Stored dataset items
○ ○ ○ ○ ○ ○ ○

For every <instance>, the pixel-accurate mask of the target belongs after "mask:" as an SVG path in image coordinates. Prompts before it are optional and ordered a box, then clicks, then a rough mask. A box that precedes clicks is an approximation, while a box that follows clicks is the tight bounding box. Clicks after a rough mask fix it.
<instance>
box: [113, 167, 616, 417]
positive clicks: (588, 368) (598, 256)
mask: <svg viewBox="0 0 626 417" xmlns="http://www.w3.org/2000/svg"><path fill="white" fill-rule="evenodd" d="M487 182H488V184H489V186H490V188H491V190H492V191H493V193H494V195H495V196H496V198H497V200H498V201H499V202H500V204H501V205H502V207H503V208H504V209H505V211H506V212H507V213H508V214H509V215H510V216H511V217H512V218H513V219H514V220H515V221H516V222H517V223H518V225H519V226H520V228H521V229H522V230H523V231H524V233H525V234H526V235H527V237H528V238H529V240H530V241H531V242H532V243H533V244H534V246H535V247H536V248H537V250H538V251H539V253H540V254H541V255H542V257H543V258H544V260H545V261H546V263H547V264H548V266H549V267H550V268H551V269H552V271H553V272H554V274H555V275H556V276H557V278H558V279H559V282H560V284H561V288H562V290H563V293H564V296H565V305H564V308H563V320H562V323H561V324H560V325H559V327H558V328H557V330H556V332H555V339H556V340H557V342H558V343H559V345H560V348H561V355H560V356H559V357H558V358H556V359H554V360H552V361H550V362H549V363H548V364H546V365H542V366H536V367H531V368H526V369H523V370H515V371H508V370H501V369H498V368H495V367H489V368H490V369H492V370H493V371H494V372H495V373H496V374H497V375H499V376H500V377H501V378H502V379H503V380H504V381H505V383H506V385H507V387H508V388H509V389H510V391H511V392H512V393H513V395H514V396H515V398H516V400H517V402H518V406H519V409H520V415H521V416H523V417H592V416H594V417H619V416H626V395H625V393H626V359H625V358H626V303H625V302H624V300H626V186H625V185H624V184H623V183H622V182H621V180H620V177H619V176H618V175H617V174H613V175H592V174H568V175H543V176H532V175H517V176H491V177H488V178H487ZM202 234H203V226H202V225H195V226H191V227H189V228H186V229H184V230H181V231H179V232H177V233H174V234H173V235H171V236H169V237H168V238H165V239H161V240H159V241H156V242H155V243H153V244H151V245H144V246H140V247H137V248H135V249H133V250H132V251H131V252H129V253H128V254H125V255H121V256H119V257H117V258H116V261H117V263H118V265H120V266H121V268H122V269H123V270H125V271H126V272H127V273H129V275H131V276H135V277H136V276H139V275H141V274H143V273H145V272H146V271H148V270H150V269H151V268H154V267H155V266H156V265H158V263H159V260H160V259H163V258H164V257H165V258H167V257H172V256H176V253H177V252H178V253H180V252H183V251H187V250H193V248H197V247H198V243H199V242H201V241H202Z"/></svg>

○ ○ ○ ○ ○ ○ ○

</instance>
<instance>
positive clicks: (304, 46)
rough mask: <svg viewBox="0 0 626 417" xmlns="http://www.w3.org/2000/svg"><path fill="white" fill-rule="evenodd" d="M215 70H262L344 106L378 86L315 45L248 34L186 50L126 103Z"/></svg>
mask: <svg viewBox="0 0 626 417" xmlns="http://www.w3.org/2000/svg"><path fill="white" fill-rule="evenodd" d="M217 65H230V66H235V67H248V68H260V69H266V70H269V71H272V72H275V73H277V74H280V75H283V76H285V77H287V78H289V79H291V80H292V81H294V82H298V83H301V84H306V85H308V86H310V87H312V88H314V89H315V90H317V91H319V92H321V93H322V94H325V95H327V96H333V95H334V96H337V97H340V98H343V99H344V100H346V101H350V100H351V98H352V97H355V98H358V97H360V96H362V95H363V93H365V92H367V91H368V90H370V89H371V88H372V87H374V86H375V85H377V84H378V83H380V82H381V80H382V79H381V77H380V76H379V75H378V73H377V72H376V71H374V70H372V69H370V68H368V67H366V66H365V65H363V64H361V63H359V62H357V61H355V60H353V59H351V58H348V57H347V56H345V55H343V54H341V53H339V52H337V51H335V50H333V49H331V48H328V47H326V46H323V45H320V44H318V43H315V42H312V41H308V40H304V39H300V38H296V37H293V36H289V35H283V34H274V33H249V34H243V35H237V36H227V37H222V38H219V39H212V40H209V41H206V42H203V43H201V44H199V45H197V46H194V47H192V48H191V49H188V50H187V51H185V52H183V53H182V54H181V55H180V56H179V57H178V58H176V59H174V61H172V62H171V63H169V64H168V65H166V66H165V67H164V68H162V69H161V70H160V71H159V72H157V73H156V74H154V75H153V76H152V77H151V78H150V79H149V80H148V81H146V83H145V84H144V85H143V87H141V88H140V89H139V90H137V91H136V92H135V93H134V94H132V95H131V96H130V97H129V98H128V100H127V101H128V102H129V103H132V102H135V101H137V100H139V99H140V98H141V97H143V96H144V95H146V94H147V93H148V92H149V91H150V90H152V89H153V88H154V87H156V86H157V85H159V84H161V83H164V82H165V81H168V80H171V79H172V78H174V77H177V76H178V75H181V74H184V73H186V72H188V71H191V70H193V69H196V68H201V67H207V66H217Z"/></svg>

○ ○ ○ ○ ○ ○ ○

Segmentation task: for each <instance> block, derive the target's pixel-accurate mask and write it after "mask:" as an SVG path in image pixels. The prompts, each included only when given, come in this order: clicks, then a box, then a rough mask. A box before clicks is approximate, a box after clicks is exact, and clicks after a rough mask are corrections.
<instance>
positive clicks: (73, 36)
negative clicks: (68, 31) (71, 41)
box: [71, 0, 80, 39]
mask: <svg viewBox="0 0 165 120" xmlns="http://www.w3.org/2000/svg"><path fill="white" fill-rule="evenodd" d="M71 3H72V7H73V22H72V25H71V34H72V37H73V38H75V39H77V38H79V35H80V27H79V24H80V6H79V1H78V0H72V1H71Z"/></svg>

○ ○ ○ ○ ○ ○ ○

### YOUR OBJECTIVE:
Please repeat the lines in the records starting at the line that contains "</instance>" and ending at the line that contains "rough mask: <svg", with both of those lines included.

### ANSWER SECTION:
</instance>
<instance>
positive clicks: (304, 46)
rough mask: <svg viewBox="0 0 626 417" xmlns="http://www.w3.org/2000/svg"><path fill="white" fill-rule="evenodd" d="M215 70H262L344 106L378 86L315 45L248 34L186 50L126 103Z"/></svg>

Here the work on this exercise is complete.